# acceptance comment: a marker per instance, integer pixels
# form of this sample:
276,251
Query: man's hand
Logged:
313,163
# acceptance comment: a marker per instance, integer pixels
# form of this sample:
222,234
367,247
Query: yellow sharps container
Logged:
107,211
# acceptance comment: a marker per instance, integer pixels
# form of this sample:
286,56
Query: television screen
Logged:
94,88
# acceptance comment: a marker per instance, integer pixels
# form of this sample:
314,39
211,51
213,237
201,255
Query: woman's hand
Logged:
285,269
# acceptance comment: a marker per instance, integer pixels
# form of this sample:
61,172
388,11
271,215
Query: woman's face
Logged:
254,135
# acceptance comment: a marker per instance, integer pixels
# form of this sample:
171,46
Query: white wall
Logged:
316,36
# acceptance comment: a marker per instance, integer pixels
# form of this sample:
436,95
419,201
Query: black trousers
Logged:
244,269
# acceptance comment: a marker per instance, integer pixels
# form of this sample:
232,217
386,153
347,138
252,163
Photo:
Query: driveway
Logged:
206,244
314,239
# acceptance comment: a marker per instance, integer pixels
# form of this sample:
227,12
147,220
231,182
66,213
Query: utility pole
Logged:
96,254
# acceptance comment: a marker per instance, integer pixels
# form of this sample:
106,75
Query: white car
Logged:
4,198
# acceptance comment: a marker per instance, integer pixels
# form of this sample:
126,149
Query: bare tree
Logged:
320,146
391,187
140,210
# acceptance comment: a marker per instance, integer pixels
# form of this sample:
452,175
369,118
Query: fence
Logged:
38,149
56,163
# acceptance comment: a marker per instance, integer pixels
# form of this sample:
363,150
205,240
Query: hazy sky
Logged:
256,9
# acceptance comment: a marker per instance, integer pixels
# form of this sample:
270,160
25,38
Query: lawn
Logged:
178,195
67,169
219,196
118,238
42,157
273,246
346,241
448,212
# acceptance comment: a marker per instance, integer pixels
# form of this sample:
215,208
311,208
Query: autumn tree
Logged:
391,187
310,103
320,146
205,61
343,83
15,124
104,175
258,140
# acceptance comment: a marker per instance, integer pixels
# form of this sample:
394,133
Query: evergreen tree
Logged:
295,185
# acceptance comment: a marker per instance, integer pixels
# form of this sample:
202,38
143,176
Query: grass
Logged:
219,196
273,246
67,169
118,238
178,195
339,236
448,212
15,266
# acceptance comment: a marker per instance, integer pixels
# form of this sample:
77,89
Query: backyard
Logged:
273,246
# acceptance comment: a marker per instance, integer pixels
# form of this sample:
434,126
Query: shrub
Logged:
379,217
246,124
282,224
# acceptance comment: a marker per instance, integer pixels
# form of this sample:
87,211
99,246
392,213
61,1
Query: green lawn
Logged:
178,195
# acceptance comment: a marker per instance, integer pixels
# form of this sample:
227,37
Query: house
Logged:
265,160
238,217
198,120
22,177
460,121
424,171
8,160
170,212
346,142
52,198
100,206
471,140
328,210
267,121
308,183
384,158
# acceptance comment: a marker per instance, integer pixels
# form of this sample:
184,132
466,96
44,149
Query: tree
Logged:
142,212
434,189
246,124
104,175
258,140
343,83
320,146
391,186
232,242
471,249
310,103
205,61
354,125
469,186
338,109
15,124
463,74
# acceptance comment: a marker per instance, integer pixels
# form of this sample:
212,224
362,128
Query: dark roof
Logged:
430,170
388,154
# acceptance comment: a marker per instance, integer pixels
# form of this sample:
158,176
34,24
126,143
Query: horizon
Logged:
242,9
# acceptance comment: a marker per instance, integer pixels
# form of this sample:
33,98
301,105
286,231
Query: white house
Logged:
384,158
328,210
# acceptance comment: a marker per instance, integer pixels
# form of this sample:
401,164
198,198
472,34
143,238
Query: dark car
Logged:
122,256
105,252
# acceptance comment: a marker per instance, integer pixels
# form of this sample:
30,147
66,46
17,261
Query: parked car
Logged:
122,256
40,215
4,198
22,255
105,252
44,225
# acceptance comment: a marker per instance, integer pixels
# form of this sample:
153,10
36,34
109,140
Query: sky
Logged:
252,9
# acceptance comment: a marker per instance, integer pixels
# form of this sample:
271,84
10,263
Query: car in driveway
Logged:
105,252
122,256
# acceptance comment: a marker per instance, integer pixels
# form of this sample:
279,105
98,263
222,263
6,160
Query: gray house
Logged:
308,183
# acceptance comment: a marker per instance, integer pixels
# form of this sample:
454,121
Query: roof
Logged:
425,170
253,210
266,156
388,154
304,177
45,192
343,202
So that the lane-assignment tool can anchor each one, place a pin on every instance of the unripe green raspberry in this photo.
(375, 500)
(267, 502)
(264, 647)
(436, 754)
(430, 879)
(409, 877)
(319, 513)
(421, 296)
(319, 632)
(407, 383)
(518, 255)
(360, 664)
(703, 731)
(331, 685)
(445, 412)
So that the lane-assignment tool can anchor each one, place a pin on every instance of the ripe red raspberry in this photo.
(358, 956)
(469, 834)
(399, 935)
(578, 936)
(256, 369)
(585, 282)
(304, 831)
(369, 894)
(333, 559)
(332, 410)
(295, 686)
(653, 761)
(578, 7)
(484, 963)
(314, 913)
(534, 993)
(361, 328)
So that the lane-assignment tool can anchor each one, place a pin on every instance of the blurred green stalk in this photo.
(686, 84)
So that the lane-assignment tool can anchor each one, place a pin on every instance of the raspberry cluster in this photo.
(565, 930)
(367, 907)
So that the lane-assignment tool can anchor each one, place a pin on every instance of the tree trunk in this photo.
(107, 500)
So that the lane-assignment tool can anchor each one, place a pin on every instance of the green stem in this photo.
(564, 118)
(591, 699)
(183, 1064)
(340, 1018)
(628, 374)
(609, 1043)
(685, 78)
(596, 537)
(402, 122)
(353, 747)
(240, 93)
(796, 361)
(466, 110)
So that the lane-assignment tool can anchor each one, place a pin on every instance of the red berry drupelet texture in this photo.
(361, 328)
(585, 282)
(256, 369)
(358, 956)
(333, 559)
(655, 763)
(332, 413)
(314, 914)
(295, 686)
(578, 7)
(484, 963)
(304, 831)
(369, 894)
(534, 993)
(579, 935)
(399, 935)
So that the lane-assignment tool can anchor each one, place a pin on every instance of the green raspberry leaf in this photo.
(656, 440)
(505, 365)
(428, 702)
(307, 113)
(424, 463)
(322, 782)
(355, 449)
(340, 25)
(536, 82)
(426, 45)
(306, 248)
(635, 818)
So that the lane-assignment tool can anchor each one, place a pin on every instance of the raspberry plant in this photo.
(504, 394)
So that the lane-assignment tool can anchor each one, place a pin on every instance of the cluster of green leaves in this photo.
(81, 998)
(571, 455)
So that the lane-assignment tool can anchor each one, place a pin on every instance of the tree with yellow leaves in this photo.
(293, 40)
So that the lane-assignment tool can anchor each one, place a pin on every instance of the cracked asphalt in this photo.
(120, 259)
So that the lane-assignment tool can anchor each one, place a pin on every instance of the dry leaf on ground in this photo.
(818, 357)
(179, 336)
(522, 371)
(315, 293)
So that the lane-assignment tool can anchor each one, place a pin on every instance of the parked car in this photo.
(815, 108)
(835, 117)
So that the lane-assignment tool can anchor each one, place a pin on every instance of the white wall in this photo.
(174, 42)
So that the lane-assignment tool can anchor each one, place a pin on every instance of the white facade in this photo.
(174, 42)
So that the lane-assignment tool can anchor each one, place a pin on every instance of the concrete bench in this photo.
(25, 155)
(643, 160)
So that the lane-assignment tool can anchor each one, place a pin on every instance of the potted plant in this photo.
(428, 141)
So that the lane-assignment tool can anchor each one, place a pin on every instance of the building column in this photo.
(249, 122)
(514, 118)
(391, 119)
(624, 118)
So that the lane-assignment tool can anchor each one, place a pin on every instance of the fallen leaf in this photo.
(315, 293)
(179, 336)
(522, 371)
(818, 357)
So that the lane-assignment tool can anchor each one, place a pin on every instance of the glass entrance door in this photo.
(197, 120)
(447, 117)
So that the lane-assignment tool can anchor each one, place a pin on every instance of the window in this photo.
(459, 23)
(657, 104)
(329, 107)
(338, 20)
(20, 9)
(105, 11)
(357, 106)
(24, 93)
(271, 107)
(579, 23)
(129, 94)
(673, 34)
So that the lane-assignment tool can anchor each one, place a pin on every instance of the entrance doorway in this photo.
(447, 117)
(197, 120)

════

EXERCISE AIM: Please, starting with the first line of the material above, write out each line exactly and finish on the line that includes "Query: television screen".

TASK RESPONSE:
# acceptance comment: a marker per instance, integer pixels
# form of this sample:
276,251
Query: man's hand
Logged:
313,163
# acceptance comment: a marker per instance, integer pixels
# form of this sample:
222,234
367,247
Query: yellow sharps container
Logged:
107,211
# acceptance comment: a marker per instance, integer pixels
# form of this sample:
286,56
Query: television screen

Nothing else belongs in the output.